## start Materials provided

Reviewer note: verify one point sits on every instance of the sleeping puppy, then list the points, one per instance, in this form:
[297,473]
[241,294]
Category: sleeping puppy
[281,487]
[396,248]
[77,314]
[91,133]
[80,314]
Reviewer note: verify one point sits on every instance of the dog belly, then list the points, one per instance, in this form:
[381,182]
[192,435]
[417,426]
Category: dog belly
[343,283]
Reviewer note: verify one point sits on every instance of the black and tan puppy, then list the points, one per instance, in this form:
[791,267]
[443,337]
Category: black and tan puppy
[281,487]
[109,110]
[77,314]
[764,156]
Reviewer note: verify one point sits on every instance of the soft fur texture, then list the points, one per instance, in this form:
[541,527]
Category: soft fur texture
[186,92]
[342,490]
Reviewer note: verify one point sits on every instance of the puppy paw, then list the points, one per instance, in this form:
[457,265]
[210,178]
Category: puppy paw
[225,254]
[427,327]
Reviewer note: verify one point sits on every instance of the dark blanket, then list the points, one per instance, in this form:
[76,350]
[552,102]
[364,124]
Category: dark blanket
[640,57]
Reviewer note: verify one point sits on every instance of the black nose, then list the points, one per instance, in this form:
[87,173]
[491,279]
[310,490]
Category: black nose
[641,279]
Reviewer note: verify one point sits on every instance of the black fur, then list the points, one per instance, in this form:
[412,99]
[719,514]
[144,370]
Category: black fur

## end Materials provided
## start Materials provided

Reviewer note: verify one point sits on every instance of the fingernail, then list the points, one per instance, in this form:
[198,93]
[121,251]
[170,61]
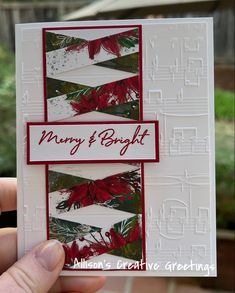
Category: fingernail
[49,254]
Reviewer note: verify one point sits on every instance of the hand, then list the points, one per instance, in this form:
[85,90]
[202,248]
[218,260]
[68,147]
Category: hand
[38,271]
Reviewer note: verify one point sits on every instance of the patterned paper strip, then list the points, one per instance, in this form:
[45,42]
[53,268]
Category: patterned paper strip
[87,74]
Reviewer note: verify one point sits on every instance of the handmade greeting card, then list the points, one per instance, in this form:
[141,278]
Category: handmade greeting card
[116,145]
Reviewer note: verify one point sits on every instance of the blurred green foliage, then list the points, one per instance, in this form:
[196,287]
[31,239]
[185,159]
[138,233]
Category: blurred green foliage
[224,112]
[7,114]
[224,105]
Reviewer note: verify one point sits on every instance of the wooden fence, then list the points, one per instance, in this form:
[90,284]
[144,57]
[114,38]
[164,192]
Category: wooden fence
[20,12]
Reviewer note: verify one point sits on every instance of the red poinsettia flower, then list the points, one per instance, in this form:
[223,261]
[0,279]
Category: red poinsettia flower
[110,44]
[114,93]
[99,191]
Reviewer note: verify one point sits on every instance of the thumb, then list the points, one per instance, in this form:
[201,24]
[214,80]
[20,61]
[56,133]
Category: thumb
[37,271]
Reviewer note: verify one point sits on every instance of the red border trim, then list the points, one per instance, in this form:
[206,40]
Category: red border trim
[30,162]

## end Materials provided

Work to do: Render the lines from the line with "black fur, then" to the line with "Category: black fur", both included, as a Markdown table with the columns Number and Line. Number each line in order and leave out any blank lines.

The answer:
| Number | Line |
|---|---|
| 1 | Reviewer note: verify one point sits on every instance of the black fur, then list the points, one per instance, in this form: |
| 2 | [412,99] |
| 3 | [719,514] |
| 4 | [144,370] |
| 5 | Category: black fur |